- **Directions for this task**
Locate each line in the items below that contains the string "lawn" and copy those lines out. Case matters.

- **Dataset entries**

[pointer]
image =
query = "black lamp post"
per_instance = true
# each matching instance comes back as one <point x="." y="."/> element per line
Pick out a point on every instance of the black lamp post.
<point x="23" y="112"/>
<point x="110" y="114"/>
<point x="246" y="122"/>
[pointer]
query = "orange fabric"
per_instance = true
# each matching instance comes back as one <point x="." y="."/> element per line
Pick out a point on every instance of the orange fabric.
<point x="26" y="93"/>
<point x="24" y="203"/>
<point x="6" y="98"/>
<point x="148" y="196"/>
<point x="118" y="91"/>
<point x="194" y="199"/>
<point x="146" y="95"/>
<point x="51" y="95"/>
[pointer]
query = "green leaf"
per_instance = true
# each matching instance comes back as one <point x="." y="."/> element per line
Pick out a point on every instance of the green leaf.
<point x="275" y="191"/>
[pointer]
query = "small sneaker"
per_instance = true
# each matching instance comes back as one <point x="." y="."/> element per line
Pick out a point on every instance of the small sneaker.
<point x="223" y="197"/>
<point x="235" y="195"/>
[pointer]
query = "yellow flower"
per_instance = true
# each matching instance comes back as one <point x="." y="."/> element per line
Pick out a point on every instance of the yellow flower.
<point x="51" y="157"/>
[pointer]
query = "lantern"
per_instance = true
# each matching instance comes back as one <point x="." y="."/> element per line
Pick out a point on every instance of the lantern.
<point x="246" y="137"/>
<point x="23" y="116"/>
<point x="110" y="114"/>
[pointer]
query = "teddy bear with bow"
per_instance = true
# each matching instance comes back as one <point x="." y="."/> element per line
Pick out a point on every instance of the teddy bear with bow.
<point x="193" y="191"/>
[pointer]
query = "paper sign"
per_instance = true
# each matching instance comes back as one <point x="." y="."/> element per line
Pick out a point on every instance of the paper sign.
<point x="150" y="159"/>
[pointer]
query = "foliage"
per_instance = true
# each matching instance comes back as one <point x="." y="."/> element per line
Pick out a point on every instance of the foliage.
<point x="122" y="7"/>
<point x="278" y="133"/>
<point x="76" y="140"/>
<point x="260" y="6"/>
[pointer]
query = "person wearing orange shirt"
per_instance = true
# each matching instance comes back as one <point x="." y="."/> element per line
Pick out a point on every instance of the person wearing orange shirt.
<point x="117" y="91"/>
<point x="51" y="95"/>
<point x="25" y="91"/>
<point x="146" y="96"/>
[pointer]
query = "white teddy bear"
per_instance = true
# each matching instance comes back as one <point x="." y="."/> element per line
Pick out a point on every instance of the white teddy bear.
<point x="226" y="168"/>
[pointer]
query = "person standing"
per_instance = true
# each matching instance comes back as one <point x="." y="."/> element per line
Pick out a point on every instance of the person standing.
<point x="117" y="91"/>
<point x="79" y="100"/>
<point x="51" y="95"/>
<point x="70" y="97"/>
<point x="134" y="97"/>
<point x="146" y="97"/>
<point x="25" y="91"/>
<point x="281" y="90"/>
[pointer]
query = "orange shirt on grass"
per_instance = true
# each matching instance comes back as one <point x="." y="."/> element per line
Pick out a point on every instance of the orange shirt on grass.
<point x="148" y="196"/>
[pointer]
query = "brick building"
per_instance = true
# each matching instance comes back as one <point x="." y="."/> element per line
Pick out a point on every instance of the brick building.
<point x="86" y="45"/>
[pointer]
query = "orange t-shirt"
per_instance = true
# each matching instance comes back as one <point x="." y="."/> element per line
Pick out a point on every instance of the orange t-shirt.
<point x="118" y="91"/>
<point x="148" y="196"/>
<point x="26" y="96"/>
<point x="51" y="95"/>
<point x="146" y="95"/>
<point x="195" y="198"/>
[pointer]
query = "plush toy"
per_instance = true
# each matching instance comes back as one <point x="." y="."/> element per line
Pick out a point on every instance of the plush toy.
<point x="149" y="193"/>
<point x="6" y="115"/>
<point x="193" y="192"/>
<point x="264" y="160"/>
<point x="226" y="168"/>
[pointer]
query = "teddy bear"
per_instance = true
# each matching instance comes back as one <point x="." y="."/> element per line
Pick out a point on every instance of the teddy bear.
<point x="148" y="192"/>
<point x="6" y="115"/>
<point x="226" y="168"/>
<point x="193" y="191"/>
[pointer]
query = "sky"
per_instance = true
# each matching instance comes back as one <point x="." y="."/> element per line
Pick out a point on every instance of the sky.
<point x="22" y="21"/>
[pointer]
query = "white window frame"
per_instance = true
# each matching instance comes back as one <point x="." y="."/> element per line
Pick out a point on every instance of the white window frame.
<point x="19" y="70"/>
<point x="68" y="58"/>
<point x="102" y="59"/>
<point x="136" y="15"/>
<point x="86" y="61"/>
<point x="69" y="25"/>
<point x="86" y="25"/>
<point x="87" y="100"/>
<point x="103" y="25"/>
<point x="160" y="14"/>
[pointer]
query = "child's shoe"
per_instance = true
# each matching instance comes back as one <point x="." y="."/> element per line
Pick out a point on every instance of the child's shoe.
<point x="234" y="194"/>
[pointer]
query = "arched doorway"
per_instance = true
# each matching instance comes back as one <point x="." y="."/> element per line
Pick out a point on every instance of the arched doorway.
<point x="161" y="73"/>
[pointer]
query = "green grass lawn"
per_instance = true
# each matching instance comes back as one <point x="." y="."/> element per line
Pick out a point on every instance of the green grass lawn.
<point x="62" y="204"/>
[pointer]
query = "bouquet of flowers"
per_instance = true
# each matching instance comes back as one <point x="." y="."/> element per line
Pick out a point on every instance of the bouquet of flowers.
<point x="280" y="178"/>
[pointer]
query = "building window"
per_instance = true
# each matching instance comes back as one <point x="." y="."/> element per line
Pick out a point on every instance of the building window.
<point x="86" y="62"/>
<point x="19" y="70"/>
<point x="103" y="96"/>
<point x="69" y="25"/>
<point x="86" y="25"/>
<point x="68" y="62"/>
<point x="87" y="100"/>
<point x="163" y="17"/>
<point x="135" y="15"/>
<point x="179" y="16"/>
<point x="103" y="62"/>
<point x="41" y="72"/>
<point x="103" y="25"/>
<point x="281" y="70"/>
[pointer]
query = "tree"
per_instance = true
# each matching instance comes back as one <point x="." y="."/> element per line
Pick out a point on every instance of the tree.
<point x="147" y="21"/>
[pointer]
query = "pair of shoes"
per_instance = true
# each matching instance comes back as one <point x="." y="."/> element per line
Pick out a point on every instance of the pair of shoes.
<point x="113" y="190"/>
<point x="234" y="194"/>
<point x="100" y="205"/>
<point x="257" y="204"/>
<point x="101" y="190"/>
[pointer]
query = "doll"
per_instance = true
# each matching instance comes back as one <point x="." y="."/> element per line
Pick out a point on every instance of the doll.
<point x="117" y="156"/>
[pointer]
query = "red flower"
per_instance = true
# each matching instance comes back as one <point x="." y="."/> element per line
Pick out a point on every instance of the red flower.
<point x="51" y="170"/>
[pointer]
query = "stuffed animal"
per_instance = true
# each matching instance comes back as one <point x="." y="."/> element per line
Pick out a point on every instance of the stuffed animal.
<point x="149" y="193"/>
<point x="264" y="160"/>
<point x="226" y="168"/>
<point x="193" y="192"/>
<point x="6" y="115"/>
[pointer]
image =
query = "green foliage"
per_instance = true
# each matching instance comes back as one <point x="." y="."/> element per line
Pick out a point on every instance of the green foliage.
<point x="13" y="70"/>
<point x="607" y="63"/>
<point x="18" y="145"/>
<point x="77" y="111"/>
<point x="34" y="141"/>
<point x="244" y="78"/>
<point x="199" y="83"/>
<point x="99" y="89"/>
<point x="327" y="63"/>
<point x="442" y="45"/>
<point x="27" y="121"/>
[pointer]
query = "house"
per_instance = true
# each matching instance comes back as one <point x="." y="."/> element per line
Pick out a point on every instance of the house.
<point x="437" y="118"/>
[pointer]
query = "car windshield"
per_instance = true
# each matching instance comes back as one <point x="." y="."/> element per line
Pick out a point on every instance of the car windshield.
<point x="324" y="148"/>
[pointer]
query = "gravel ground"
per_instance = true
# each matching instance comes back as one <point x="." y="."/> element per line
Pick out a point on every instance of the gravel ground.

- **Task result**
query = "green grass lawn"
Pick out a point on every instance of the green grass lawn.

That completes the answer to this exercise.